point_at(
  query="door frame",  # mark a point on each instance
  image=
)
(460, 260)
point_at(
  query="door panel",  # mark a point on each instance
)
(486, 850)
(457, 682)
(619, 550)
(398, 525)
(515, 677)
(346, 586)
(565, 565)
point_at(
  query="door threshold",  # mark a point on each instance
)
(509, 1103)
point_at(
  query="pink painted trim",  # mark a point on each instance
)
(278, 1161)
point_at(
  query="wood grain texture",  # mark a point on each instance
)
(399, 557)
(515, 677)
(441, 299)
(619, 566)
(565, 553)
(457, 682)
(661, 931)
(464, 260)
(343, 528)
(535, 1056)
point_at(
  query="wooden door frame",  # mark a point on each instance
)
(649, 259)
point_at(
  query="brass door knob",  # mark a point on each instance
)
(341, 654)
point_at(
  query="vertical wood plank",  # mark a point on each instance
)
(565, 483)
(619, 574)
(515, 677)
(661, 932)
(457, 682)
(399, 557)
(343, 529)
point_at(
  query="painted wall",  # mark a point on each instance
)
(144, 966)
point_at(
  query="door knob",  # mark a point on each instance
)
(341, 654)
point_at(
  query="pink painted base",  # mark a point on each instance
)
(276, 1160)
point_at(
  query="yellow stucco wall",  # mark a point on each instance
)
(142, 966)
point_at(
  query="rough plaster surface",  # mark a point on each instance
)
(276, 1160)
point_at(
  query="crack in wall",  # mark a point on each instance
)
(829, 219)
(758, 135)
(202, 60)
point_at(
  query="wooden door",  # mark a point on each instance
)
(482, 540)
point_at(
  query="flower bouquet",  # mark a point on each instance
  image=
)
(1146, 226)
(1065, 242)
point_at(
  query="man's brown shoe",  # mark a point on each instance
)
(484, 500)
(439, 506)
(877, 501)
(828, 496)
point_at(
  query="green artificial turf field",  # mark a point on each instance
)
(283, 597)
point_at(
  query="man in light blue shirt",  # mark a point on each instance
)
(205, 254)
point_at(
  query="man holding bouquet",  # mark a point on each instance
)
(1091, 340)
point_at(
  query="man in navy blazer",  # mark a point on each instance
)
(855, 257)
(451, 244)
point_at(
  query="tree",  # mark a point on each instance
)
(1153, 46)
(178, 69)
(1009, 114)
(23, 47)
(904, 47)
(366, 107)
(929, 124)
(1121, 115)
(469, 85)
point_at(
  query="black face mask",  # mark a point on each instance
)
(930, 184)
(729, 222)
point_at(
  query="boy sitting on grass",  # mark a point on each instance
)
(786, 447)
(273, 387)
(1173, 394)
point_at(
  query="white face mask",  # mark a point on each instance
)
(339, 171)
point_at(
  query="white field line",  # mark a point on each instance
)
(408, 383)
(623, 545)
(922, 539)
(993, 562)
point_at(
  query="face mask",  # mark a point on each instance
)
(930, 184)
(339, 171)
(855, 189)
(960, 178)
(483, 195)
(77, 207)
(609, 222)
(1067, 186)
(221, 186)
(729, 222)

━━━━

TASK STATEMENT
Would you output every entry exactly as it was written?

WRITTEN SOLUTION
point_at(
  query="door frame",  # mark a point on each instance
  image=
)
(460, 260)
point_at(
  query="door panel",  # mark a point on each instance
)
(486, 850)
(457, 682)
(619, 550)
(398, 525)
(515, 677)
(346, 586)
(565, 565)
point_at(
  query="door threshold",  # mark a point on each instance
)
(509, 1103)
point_at(
  query="pink painted trim",  # mark a point on each instance
)
(278, 1161)
point_at(
  query="wood grain texture",  # mark a point on each instance
)
(399, 557)
(515, 677)
(441, 299)
(619, 566)
(565, 553)
(457, 682)
(661, 931)
(464, 260)
(343, 528)
(535, 1056)
point_at(
  query="wooden door frame",  # mark a point on each instance
)
(649, 259)
point_at(
  query="brass door knob",  # mark a point on each instance
)
(341, 654)
point_at(
  query="vertical wood plank",  # mark a point on each instance
)
(565, 483)
(619, 574)
(515, 677)
(661, 932)
(457, 682)
(399, 557)
(343, 529)
point_at(
  query="painted wall",  # mark a point on each instance
)
(144, 966)
point_at(
  query="door knob",  # mark a point on each instance
)
(341, 654)
point_at(
  query="pink painted base",  # mark a point on each instance
)
(276, 1160)
point_at(
  query="yellow stucco wall",  # mark a point on each instance
)
(142, 966)
point_at(
  query="rough plaster surface",  # mark a point on each instance
)
(276, 1160)
point_at(
  query="crack in wall",  # mark a point on each instance
)
(829, 219)
(758, 135)
(202, 60)
point_at(
  query="wooden door",  # mark a point on each instance
)
(482, 540)
point_at(
  query="flower bouquet",  # mark a point on each instance
  image=
)
(1146, 226)
(1065, 242)
point_at(
  query="man's brown shoe",  # mark a point on each instance
)
(484, 500)
(439, 506)
(877, 501)
(828, 496)
point_at(
  query="green artificial turf field",  # mark a point on each instance
)
(283, 597)
point_at(
  query="man in light blue shirt",  # mark a point on each instance
)
(205, 254)
point_at(
  query="man holding bouquet",  # mark a point on each instance
)
(1091, 340)
point_at(
  query="man in navy blazer",  # mark a point on each instance
)
(855, 257)
(451, 244)
point_at(
  query="tree",  # mark a point on each instance
)
(1153, 46)
(178, 69)
(1009, 114)
(23, 47)
(904, 47)
(366, 107)
(929, 124)
(1121, 115)
(469, 85)
point_at(
  query="black face mask",  # mark a point on each instance
)
(930, 184)
(729, 222)
point_at(
  query="boy sitting on grass",  # mark a point on each instance
)
(786, 447)
(273, 387)
(1173, 394)
point_at(
  query="white face mask",  # mark a point on each instance
)
(339, 171)
point_at(
  query="white field line",  # mark a point on each instance
)
(408, 383)
(623, 545)
(922, 539)
(993, 562)
point_at(
  query="face mask",  # mark a point on each instance
)
(930, 184)
(339, 171)
(855, 189)
(960, 178)
(483, 195)
(77, 207)
(609, 222)
(1067, 186)
(221, 186)
(729, 222)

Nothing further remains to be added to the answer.